Omit every picture, then give all the entries again exactly.

[start]

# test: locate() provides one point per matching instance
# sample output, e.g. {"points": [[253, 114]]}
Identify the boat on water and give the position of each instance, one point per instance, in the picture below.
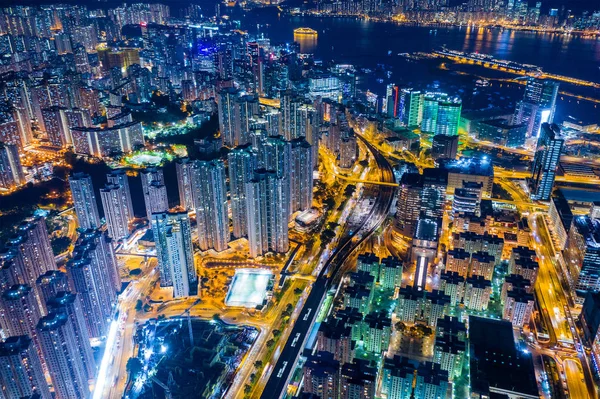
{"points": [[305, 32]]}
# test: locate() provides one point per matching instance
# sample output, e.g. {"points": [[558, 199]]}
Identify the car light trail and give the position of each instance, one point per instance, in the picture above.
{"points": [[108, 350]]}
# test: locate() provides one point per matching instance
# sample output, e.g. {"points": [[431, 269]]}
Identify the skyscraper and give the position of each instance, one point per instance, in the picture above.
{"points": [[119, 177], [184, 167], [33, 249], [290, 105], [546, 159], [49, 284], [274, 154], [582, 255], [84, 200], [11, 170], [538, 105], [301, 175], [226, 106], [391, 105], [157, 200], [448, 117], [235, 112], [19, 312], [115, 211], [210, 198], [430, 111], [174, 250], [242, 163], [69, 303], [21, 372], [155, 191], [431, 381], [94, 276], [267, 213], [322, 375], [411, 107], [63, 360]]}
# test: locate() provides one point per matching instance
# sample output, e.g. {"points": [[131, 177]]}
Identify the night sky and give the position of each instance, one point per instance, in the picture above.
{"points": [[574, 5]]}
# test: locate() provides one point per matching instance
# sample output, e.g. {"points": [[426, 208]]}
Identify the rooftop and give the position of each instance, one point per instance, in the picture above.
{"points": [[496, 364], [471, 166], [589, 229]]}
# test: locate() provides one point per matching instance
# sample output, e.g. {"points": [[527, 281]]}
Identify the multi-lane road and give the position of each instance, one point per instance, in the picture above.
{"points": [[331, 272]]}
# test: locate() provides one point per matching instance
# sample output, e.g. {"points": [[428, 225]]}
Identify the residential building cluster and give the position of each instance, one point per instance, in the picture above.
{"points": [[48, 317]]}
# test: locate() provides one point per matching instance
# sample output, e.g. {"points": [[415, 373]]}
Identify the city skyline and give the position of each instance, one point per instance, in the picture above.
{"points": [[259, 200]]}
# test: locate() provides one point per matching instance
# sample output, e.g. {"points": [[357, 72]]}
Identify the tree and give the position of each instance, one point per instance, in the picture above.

[end]

## [Solution to this exercise]
# test: locate() provides one point per matching instance
# sample output, e.g. {"points": [[253, 114]]}
Identify the boat on water and give the position of each instance, one point per instance, in the picture below.
{"points": [[305, 32]]}
# test: locate() provides one point per matching instance
# sample output, e.g. {"points": [[558, 199]]}
Identify the car light trail and give the position of each instance, one point per instance, in the picture above.
{"points": [[108, 350]]}
# test: locate() provides one point per matching instance
# sample output, e.g. {"points": [[431, 269]]}
Identify the skyscraper and give the position of each instance, one point per instance, in the picture above.
{"points": [[119, 177], [184, 167], [33, 249], [290, 105], [546, 159], [49, 284], [274, 154], [582, 255], [84, 200], [11, 170], [538, 105], [301, 175], [226, 106], [391, 105], [157, 200], [448, 117], [235, 112], [19, 312], [115, 211], [210, 198], [430, 111], [174, 250], [242, 163], [69, 303], [21, 372], [155, 191], [431, 381], [94, 276], [267, 213], [322, 375], [411, 107], [63, 360]]}
# test: locate() provides one point per matching instance
# sample output, e.g. {"points": [[131, 177]]}
Identify the night sky and give the position of each instance, one point per instance, in the picture above.
{"points": [[574, 5]]}
# test: locate() provides one point per matching instance
# sample output, e.g. {"points": [[426, 208]]}
Identify the rooftop and give the position of each instance, one point per instance, in the picture above.
{"points": [[496, 364], [471, 166], [589, 229]]}
# test: locate() provides one point per matching instance
# sample output, e.g. {"points": [[527, 281]]}
Identify the multi-lane road and give the position of each instance, one point per instance, in the picture above.
{"points": [[331, 272]]}
# test: locate() provides one point per matching instance
# sample output, e.g. {"points": [[428, 225]]}
Identify the residential building cluster and give the position of each instance, one point per instance, in the picture above.
{"points": [[48, 317]]}
# test: locate() provides one point per matching instance
# sample output, e.g. {"points": [[415, 373]]}
Identify the city skyline and give the position of each instance, one point per instance, in the picture above.
{"points": [[259, 200]]}
# test: locate() provides one point per matching instance
# sample output, e.g. {"points": [[357, 72]]}
Identify the tree and give the position of each instance, one point per instance, in the picture above.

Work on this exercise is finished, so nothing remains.